→ **Short problem 1**
Write out the entire passage on Reverend Wright's sermons word for word.

This time it’s Bill Moyers’ fault. Why, oh why, Bill, did you decide that you had to put Reverend Wright up Bill Moyers Journal on April 25, 2008 so that we could all hear his side of the story? You must know that the sooner Reverend Wright is rusticated to his $1.5 million house in a gated suburban Chicago development and never heard from again the better.

So when Reverend Wright indicated on Bill Moyers’ show that his sermons had been taken out of context the eevil right-wing talk-show host Hugh Hewitt saw his opening. He put the whole of Reverend Wright’s post 9/11 sermon and his post Iraqi Freedom sermon up on his website and ran them on his show in drive time.

I imagine that there wasn’t a single bitter “god-and-guns” right-wing knuckle-dragging conservative who didn’t have to stop the car to let the red mist of rage dissipate.

In his sermons Reverend Wright thoughtfully rehearses to an appreciative audience every humiliation ever suffered by African Americans in North America as though it had happened yesterday. He does not even forget to include the constitution’s relegation of slaves to the status of three-fifths of a person. “Government lies!” he thunders again and again. Just to be sure that nobody misses the point the able rhetorician directs each congregant to turn to the person next to her and say: “Government lies!”

→ **Short problem 2**
Show each line of the records that contains the word "tree".

Saved entries
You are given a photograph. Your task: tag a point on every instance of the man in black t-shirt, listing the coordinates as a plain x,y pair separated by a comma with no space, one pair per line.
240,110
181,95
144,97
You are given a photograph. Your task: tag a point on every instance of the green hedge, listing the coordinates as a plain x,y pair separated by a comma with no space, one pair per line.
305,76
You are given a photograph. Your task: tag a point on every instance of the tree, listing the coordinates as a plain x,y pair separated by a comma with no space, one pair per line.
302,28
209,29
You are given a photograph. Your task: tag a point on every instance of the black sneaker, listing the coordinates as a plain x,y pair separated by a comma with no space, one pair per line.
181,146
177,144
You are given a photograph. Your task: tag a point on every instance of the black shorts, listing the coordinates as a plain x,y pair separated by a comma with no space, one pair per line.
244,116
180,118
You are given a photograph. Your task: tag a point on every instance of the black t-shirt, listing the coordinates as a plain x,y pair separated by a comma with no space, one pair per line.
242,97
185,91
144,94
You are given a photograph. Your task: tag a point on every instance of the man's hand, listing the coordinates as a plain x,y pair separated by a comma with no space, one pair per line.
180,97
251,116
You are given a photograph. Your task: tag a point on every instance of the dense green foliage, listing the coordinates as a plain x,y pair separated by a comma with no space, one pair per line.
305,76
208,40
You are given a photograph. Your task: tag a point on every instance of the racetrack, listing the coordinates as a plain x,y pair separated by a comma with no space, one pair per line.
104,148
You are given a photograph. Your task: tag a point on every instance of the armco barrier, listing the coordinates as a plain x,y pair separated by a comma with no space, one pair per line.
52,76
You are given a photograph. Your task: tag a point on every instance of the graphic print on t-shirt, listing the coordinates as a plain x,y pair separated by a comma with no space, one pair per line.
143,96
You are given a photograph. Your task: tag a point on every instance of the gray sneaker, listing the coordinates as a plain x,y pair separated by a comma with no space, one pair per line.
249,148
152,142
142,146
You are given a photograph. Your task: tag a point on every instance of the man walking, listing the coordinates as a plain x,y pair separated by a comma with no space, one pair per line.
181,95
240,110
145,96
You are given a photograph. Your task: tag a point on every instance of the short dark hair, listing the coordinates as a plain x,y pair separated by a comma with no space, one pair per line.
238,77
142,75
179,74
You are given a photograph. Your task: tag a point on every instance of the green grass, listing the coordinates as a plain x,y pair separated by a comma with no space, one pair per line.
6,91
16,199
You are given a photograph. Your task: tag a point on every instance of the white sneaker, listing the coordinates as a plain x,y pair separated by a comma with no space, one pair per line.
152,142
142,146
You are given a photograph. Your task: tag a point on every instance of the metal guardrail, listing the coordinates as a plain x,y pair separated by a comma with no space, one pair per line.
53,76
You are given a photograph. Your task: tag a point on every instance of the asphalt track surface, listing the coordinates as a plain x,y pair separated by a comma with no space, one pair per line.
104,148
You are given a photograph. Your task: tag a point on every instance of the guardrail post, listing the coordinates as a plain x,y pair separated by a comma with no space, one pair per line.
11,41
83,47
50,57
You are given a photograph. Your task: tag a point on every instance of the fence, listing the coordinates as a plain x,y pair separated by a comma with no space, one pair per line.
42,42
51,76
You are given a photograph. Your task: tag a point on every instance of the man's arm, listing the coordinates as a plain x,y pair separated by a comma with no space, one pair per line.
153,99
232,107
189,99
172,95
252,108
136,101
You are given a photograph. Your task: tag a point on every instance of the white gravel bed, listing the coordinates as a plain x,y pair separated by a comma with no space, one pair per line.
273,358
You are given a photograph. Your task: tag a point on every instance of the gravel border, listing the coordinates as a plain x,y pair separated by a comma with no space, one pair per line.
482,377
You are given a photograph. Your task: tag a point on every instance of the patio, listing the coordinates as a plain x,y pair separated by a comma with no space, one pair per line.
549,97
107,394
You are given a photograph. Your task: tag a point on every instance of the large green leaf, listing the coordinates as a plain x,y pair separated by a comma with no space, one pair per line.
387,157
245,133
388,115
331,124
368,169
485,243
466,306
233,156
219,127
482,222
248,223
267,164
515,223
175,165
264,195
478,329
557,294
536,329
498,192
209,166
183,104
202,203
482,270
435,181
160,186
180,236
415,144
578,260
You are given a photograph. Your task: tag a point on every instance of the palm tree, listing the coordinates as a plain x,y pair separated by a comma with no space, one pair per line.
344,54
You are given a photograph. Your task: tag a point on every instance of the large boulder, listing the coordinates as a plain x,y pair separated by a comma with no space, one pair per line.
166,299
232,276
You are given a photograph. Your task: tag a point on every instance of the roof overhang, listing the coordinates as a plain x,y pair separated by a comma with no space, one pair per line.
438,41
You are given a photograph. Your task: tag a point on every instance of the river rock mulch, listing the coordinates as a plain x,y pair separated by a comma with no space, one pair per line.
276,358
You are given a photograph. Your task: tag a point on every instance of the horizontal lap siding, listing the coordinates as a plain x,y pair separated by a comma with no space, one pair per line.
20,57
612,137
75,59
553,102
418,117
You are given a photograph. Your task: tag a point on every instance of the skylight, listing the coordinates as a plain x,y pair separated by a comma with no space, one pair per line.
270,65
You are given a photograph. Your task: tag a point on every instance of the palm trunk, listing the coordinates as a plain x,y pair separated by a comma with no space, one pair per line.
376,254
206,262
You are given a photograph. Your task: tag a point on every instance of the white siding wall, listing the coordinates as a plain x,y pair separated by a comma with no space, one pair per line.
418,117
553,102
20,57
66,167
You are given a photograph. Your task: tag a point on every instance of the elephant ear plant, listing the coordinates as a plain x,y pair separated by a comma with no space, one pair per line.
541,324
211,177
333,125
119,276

==

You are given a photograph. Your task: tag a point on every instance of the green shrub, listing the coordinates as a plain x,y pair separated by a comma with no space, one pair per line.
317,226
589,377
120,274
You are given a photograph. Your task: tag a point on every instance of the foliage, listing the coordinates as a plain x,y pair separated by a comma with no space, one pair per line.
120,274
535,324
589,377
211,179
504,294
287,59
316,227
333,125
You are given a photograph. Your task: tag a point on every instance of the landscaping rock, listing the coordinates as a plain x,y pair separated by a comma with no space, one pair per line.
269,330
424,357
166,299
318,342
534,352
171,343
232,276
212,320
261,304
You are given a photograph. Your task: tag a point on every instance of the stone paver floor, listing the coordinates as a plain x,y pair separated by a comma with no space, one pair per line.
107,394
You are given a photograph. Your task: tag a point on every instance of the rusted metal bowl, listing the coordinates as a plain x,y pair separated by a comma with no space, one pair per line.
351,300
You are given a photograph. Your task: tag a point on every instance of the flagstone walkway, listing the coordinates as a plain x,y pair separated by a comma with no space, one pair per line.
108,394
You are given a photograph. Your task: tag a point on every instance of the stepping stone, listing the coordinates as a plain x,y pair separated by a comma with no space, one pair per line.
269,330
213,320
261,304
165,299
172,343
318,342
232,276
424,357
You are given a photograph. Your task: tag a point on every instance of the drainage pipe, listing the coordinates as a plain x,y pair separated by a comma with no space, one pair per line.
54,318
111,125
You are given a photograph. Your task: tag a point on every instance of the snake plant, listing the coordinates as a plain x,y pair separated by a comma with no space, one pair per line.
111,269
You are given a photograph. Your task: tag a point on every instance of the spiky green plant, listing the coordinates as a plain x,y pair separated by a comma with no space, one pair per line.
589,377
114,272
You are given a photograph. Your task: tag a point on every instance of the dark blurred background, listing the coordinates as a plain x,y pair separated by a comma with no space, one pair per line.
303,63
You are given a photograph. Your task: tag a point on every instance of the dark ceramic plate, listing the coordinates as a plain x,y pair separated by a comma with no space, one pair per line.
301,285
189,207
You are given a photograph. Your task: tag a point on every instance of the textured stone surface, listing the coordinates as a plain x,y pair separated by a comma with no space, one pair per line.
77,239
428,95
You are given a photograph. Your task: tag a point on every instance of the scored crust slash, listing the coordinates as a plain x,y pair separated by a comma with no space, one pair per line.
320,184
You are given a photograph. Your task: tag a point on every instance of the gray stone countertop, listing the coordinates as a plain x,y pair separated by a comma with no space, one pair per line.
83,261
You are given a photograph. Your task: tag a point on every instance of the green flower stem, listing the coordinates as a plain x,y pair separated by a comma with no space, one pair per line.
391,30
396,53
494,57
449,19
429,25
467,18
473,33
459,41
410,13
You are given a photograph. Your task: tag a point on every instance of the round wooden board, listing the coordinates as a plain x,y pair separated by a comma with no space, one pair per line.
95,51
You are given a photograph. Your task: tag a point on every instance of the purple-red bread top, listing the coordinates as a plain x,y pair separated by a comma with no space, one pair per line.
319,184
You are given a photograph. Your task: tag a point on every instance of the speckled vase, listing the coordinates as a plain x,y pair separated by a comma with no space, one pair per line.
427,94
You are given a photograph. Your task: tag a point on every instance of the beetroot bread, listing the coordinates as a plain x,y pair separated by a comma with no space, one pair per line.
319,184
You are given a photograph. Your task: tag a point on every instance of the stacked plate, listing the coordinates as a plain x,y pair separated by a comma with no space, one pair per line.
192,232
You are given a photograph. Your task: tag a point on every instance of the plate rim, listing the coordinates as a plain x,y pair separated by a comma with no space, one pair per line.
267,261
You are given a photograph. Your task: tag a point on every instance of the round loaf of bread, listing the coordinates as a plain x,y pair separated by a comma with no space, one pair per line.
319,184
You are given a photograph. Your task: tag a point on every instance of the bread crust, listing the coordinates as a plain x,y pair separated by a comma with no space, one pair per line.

→ **Task solution 1**
This time it’s Bill Moyers’ fault. Why, oh why, Bill, did you decide that you had to put Reverend Wright up Bill Moyers Journal on April 25, 2008 so that we could all hear his side of the story? You must know that the sooner Reverend Wright is rusticated to his $1.5 million house in a gated suburban Chicago development and never heard from again the better.

So when Reverend Wright indicated on Bill Moyers’ show that his sermons had been taken out of context the eevil right-wing talk-show host Hugh Hewitt saw his opening. He put the whole of Reverend Wright’s post 9/11 sermon and his post Iraqi Freedom sermon up on his website and ran them on his show in drive time.

I imagine that there wasn’t a single bitter “god-and-guns” right-wing knuckle-dragging conservative who didn’t have to stop the car to let the red mist of rage dissipate.

In his sermons Reverend Wright thoughtfully rehearses to an appreciative audience every humiliation ever suffered by African Americans in North America as though it had happened yesterday. He does not even forget to include the constitution’s relegation of slaves to the status of three-fifths of a person. “Government lies!” he thunders again and again. Just to be sure that nobody misses the point the able rhetorician directs each congregant to turn to the person next to her and say: “Government lies!”

→ **Task solution 2**
You are given a photograph. Your task: tag a point on every instance of the tree, listing the coordinates as a plain x,y pair separated by a comma with no space, one pair per line.
You are given a photograph. Your task: tag a point on every instance of the palm tree, listing the coordinates as a plain x,y pair separated by a comma with no space, one pair per line.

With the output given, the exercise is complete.